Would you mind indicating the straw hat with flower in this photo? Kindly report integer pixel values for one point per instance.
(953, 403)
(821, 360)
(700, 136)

* * *

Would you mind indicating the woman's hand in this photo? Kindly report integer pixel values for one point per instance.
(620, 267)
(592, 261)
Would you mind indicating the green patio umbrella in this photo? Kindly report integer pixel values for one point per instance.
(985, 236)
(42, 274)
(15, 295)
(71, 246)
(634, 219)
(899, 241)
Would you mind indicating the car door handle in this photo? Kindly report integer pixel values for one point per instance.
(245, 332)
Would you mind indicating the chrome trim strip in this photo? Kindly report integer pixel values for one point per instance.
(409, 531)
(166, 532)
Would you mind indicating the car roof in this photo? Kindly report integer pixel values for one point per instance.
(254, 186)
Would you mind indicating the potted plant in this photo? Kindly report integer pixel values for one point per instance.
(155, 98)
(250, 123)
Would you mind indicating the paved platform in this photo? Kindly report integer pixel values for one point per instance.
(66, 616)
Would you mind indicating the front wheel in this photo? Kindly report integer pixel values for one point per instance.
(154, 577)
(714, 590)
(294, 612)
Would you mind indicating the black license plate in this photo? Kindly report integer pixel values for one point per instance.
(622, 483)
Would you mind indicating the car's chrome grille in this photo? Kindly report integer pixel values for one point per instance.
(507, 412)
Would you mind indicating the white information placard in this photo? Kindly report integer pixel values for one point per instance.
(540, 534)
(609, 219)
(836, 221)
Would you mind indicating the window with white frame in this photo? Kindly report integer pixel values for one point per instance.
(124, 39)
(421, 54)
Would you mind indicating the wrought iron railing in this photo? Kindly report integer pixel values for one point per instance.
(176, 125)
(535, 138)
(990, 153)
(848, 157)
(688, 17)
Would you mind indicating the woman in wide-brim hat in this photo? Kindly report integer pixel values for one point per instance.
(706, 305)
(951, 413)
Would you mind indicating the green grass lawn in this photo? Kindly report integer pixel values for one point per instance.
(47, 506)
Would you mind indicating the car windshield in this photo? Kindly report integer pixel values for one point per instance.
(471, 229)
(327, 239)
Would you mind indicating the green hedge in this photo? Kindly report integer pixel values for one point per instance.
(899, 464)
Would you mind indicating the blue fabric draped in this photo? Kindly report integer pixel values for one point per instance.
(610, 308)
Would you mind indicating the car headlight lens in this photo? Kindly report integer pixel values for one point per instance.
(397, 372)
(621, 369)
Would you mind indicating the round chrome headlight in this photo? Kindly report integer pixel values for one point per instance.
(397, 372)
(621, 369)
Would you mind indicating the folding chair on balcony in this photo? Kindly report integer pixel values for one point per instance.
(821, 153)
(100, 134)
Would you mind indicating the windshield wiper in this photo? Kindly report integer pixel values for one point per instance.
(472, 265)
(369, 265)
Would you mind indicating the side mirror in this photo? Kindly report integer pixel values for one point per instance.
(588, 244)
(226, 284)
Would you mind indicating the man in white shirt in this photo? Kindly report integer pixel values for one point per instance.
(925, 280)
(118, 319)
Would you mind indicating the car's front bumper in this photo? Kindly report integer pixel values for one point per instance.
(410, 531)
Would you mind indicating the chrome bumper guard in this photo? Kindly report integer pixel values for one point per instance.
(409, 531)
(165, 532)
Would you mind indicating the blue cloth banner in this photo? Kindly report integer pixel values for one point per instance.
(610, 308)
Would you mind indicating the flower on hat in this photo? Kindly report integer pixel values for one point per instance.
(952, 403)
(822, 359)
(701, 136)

* * *

> **과제 목표**: 위 데이터에서 다음 단어가 들어간 줄을 하나도 빠짐없이 그대로 옮겨 보여 주세요: "chrome".

> **연습 결과**:
Would you mind indicating the chrome trim strip in this photo? Kindly report integer pixel values for one point per instance.
Would you mind indicating the car's chrome grille in this photo? Kindly report integer pixel values for one point per instance.
Would you mind indicating the round chrome headlight in this photo? Kindly report integer pixel values for one point per instance.
Would you mind indicating the chrome bumper guard in this photo? Kindly report integer pixel values for one point per instance.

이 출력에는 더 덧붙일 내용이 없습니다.